(Dataset excerpts on object pointing)
Begin
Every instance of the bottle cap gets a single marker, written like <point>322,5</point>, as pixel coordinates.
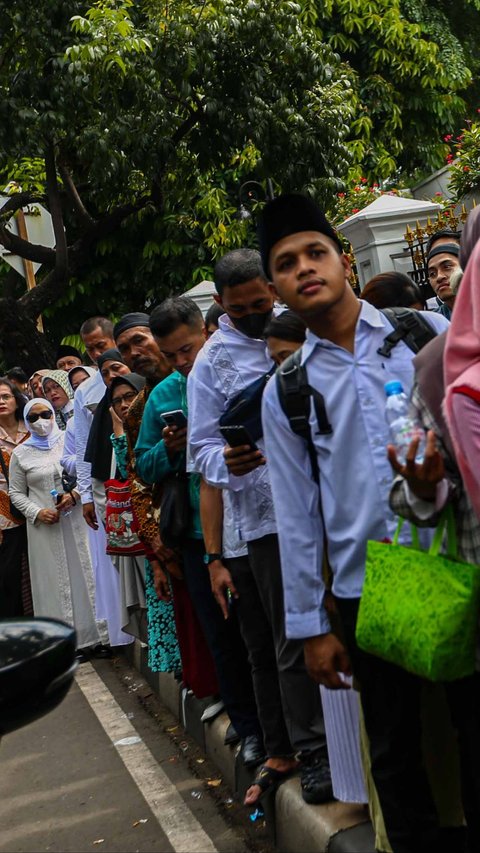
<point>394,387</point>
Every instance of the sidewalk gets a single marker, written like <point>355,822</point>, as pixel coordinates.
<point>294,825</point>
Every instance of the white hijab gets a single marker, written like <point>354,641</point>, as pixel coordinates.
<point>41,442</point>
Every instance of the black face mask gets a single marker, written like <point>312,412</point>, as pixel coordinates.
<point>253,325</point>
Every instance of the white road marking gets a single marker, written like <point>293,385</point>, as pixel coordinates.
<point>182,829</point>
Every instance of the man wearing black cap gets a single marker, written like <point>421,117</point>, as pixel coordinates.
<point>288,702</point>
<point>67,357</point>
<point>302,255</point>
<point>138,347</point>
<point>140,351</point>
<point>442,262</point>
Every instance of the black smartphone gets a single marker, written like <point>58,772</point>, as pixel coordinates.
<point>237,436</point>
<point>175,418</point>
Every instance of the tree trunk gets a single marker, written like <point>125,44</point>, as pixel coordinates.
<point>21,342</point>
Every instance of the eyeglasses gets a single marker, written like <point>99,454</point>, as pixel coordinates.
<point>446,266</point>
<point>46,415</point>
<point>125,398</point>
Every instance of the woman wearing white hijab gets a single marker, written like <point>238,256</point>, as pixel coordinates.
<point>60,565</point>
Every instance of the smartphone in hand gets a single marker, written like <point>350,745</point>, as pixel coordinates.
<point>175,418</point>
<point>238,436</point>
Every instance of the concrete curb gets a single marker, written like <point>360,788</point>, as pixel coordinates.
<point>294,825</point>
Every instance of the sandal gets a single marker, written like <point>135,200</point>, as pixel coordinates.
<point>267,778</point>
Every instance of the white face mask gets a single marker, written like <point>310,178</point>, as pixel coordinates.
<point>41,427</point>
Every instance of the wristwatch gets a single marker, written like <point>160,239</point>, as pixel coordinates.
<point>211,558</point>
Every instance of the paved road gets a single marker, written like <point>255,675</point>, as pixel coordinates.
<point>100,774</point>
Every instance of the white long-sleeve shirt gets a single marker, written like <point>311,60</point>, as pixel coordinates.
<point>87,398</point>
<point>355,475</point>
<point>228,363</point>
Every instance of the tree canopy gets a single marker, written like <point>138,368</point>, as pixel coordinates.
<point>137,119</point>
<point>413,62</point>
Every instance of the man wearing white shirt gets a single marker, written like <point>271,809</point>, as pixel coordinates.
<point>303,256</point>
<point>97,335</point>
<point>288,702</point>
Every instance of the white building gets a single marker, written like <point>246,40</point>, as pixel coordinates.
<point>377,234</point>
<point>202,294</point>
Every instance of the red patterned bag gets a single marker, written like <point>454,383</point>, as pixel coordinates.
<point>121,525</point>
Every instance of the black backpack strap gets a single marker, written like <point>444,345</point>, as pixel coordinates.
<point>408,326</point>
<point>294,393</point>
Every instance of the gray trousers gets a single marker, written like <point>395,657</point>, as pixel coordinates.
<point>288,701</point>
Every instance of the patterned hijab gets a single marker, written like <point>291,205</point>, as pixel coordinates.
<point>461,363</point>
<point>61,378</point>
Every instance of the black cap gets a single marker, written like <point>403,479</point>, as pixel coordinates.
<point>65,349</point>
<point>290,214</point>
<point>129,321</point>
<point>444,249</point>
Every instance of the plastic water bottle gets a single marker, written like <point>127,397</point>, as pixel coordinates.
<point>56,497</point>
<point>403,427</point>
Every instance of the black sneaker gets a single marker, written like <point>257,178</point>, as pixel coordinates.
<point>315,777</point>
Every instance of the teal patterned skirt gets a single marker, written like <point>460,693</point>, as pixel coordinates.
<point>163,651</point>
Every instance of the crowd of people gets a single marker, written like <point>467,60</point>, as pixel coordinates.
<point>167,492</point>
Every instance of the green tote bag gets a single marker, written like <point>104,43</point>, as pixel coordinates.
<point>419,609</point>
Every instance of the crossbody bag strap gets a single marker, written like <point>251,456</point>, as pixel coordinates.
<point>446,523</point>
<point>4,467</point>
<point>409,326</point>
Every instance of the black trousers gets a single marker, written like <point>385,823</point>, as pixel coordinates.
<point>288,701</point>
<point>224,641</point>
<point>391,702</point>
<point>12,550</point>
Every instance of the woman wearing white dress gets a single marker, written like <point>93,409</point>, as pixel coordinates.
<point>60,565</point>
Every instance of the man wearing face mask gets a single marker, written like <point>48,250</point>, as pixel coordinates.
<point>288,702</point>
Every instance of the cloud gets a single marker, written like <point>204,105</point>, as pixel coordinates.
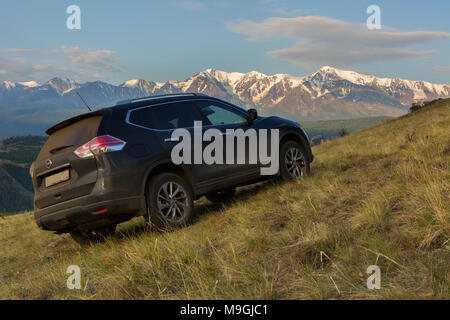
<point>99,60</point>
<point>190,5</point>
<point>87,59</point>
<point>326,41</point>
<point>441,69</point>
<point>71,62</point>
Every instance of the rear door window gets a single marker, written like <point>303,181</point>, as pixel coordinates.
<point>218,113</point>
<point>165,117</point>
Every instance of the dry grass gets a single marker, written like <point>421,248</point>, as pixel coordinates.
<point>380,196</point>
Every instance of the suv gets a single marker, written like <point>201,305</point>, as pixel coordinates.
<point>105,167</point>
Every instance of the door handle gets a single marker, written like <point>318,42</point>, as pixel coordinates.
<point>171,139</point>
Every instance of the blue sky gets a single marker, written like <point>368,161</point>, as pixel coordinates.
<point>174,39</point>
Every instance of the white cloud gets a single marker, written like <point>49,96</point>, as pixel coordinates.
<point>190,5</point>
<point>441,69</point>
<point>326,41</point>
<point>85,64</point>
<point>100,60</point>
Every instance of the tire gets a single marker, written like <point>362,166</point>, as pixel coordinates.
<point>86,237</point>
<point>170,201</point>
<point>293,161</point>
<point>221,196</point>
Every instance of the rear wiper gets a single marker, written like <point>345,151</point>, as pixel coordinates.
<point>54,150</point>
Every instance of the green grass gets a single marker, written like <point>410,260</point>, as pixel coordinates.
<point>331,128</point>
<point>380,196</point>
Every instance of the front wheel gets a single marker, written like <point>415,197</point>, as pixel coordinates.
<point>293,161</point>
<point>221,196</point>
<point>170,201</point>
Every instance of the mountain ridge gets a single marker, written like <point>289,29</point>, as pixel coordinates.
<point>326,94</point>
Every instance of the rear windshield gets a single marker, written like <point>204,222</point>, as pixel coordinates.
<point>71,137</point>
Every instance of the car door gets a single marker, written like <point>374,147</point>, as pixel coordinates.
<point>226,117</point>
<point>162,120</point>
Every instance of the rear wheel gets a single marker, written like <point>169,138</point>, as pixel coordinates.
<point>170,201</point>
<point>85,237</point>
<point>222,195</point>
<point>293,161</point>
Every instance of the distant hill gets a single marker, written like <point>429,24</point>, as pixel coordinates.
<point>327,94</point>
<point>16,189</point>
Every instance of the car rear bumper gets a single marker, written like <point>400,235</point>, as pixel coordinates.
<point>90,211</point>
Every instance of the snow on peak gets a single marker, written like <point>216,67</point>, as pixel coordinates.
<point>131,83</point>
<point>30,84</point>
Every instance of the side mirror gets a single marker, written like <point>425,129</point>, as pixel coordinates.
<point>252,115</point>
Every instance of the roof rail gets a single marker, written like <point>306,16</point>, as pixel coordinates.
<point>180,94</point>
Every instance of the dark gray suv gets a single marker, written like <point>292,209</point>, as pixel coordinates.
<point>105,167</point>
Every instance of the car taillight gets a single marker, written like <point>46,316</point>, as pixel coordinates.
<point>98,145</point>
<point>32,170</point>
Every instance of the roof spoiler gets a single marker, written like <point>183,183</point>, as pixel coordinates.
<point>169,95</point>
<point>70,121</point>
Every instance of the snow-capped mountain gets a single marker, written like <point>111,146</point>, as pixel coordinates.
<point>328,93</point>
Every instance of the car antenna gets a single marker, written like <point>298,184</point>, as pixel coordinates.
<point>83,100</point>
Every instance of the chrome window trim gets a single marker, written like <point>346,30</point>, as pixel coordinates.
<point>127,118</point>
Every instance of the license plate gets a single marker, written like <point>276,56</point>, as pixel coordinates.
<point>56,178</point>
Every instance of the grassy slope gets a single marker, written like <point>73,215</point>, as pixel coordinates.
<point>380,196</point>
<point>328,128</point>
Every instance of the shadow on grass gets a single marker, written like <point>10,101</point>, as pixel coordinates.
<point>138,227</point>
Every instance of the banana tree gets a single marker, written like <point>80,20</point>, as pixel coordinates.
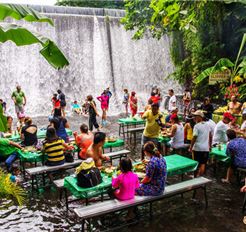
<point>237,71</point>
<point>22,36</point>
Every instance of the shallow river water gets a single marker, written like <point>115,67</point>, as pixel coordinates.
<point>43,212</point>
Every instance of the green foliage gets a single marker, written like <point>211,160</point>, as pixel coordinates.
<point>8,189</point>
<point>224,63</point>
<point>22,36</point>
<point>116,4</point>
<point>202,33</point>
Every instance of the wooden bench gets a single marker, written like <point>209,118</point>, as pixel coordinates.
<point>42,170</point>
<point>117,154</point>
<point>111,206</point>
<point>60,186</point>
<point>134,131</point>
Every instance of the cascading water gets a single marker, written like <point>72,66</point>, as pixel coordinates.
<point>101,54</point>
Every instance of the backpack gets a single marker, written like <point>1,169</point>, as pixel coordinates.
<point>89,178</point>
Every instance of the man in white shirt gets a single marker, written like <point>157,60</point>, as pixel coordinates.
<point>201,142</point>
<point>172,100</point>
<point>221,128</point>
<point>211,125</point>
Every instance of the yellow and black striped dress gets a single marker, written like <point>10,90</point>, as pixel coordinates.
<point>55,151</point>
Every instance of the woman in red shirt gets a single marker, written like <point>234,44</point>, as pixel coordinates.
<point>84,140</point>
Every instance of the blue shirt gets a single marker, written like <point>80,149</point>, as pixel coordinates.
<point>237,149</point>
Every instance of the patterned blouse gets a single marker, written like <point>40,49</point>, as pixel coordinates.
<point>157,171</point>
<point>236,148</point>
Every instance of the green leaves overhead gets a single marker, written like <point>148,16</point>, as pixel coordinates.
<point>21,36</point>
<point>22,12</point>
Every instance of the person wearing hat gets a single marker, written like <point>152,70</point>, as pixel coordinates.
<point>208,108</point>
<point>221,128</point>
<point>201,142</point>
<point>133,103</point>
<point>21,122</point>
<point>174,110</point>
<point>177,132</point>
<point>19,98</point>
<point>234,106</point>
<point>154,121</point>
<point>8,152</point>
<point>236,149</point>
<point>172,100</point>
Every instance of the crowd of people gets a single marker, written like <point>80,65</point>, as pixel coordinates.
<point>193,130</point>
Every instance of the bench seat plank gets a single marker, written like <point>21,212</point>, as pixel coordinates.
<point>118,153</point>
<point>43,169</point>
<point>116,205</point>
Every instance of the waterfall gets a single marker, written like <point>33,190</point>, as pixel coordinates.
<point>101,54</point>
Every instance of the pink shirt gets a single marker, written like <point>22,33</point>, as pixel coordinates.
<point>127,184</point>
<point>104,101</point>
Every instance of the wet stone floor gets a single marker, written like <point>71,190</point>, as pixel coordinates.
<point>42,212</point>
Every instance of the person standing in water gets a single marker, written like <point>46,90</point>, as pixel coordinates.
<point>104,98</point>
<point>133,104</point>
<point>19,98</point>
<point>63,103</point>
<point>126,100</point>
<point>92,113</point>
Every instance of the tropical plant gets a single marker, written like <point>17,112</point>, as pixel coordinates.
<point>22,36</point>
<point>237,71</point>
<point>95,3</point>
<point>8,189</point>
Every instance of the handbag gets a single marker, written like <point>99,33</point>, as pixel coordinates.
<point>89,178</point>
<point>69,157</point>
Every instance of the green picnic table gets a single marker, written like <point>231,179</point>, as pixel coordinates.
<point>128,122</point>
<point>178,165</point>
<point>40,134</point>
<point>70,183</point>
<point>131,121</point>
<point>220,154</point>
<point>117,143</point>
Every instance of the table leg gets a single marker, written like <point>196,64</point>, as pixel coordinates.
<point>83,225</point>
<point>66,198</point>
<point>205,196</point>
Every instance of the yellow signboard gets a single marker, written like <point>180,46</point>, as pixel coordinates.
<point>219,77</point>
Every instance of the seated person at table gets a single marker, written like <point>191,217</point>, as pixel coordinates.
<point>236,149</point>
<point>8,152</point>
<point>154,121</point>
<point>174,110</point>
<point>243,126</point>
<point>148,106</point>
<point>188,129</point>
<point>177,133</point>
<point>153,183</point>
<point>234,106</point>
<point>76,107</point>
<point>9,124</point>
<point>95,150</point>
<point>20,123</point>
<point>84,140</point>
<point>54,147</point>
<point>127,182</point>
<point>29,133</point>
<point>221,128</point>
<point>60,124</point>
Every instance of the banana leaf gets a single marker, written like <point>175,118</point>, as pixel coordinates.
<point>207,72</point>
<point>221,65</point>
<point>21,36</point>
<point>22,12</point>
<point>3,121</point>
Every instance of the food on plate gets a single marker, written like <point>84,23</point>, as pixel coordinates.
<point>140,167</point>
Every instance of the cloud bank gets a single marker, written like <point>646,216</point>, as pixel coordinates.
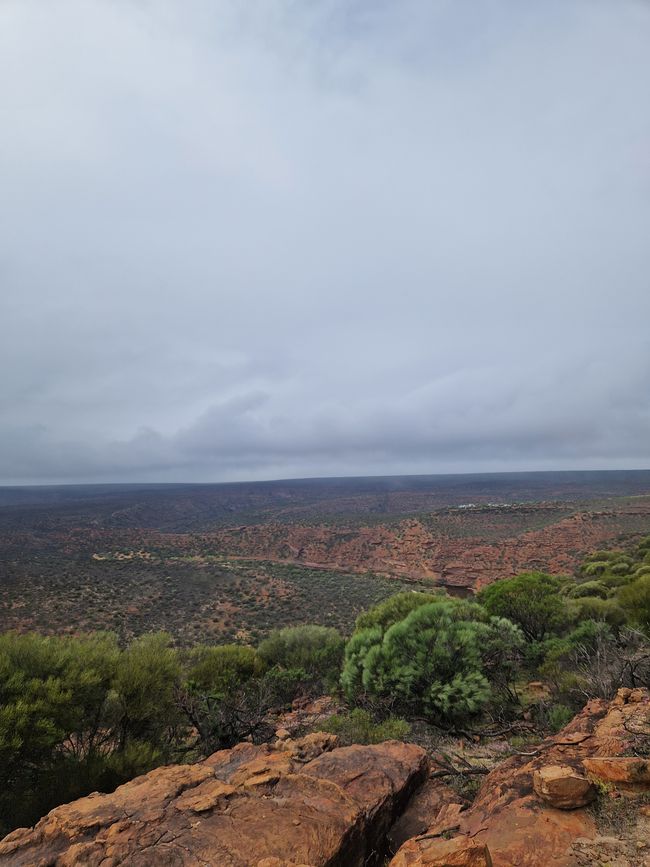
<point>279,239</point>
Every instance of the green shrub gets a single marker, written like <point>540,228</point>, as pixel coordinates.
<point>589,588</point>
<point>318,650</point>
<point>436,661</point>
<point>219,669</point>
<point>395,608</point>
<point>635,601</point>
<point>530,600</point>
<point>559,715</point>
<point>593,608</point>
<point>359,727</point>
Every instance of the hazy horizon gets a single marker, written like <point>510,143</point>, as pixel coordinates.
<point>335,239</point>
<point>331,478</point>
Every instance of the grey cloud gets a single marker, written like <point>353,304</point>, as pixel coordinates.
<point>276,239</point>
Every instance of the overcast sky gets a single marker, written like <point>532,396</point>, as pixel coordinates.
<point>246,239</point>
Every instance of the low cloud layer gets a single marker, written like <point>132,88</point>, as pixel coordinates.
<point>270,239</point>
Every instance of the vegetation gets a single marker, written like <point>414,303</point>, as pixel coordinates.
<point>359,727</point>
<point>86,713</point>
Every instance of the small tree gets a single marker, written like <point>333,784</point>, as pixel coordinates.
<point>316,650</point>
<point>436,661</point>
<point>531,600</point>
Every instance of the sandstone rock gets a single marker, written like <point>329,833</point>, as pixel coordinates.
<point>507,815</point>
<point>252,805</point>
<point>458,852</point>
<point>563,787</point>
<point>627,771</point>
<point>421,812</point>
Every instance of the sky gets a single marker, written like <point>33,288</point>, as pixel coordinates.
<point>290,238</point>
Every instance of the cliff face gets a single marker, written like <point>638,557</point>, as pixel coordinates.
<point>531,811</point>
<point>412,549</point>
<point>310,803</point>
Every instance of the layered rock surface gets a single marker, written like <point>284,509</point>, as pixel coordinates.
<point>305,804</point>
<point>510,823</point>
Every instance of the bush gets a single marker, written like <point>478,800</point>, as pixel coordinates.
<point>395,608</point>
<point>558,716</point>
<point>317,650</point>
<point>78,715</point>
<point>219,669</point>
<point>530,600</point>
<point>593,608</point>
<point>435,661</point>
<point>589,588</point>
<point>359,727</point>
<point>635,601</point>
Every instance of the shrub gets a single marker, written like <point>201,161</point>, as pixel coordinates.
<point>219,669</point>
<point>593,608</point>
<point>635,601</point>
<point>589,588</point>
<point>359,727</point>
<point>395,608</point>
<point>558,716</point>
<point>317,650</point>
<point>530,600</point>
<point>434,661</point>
End
Work to complete: Take the part of the records that opens with the line containing "Every instance of the yellow and" and closes with the line containing "<point>116,205</point>", and write it out again with every "pixel coordinates" changed to "image coordinates", leaving everything else the same.

Output:
Every instance of the yellow and black striped dress gets a single marker, written like <point>10,90</point>, as image coordinates.
<point>55,151</point>
Every instance of the woman in red shirt gets a single marker, written like <point>234,44</point>, as image coordinates.
<point>84,140</point>
Every instance of the blue shirt gets a single marker, written like <point>80,149</point>, as image coordinates.
<point>237,149</point>
Every instance of the patterned blouse gets a single marker, written like <point>40,49</point>, as image coordinates.
<point>157,171</point>
<point>236,148</point>
Every instance of the green leaves overhead gets a single marker, written like <point>148,16</point>, as image coordinates.
<point>21,36</point>
<point>22,12</point>
Every instance of the person wearing hat gets a single marker, written like <point>152,70</point>, as image coordinates.
<point>208,108</point>
<point>221,128</point>
<point>201,142</point>
<point>133,103</point>
<point>21,122</point>
<point>174,110</point>
<point>177,132</point>
<point>19,98</point>
<point>234,106</point>
<point>154,121</point>
<point>8,152</point>
<point>236,149</point>
<point>172,100</point>
Every instance of the crowd of people gets a single marker, written like <point>80,65</point>, as image coordinates.
<point>193,130</point>
Every instance of the bench seat plank gets a single marker, written like <point>21,212</point>, as image coordinates.
<point>118,153</point>
<point>43,169</point>
<point>116,205</point>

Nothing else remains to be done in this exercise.